Goal of the exercise = The reply has to be a number alone, equal to how many lines in the entries below hold the string "buoys".

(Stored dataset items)
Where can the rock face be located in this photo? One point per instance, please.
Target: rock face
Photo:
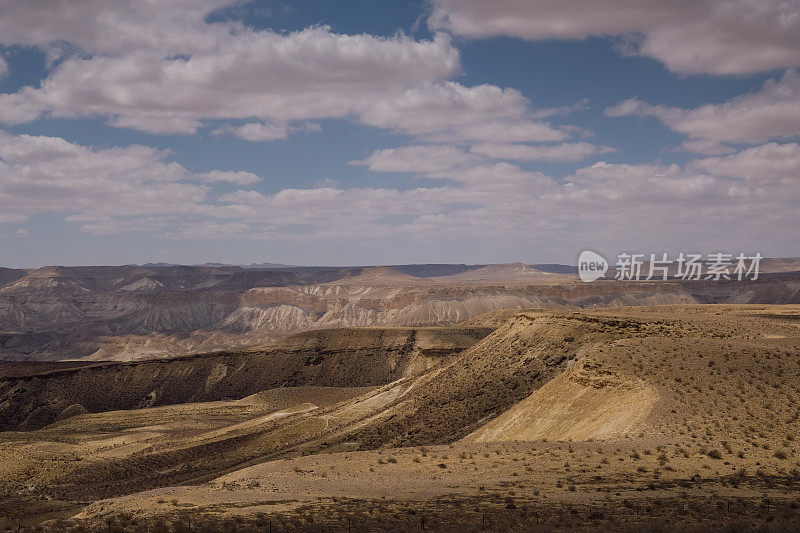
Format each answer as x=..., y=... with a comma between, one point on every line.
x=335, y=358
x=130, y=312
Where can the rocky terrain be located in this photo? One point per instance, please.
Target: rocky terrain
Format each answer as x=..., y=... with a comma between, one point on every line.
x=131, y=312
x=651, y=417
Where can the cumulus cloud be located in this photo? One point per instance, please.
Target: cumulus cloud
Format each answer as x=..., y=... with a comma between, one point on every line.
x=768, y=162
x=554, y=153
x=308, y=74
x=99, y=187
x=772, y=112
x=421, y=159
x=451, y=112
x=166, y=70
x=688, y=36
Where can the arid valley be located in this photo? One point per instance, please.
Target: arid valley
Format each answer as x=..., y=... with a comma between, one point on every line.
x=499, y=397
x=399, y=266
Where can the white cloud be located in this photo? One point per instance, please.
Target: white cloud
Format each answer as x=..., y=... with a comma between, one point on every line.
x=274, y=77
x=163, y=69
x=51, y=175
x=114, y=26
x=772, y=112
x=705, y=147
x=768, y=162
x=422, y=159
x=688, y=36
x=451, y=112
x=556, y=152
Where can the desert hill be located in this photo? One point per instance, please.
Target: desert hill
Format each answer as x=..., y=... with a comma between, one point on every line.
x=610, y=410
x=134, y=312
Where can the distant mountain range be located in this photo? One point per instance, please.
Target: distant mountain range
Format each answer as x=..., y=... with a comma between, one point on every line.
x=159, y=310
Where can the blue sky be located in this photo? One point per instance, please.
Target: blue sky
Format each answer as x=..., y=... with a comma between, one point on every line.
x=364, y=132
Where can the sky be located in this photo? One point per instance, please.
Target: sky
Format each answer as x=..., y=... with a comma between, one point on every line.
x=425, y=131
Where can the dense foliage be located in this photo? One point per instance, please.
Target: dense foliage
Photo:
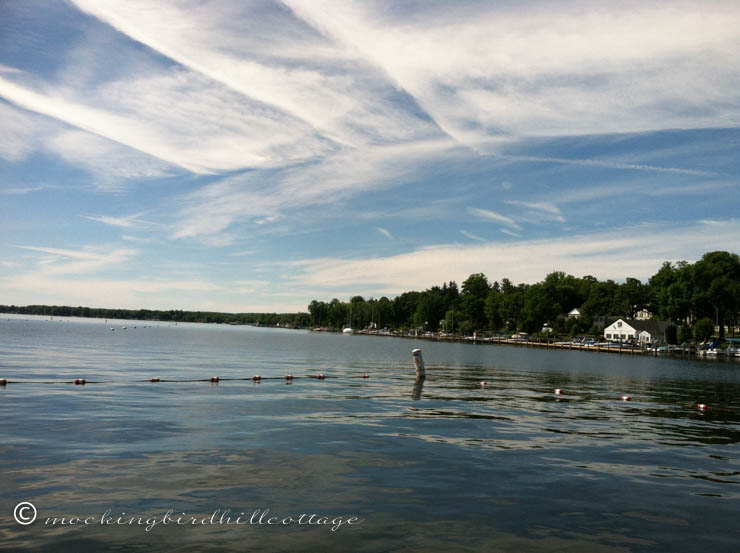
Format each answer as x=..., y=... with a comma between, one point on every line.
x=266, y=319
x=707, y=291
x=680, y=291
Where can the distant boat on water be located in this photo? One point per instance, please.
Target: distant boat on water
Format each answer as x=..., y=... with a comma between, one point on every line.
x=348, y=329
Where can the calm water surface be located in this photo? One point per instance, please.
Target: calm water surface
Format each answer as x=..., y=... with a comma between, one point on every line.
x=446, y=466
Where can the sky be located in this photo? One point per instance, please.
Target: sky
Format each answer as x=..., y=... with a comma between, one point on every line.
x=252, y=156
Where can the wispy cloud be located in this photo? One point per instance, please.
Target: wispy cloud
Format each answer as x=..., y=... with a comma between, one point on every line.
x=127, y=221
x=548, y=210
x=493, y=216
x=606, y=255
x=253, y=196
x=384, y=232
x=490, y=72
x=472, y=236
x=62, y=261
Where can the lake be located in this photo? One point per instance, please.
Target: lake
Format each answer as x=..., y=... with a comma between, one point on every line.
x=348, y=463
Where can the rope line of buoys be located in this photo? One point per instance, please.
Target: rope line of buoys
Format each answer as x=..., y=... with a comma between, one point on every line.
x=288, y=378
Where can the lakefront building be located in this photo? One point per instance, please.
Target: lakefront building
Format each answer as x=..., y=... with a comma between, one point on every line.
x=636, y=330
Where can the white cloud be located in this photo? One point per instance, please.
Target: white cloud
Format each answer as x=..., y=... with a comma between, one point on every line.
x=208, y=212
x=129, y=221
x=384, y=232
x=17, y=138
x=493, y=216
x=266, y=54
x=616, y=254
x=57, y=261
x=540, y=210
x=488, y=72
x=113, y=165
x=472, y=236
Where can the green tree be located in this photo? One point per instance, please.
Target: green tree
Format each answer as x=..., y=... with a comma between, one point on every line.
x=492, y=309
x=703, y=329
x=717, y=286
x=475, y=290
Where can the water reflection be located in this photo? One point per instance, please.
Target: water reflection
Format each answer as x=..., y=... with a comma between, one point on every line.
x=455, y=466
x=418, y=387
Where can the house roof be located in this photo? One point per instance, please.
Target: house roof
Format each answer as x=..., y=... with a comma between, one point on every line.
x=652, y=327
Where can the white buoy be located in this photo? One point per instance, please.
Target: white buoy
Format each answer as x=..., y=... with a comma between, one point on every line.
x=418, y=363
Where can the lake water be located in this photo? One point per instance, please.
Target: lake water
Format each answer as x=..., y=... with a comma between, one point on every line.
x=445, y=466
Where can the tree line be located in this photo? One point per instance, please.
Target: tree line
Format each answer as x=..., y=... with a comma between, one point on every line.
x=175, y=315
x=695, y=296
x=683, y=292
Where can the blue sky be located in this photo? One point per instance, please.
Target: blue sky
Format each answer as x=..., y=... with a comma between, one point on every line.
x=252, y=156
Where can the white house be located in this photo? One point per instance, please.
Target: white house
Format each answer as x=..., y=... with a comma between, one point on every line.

Task output = 2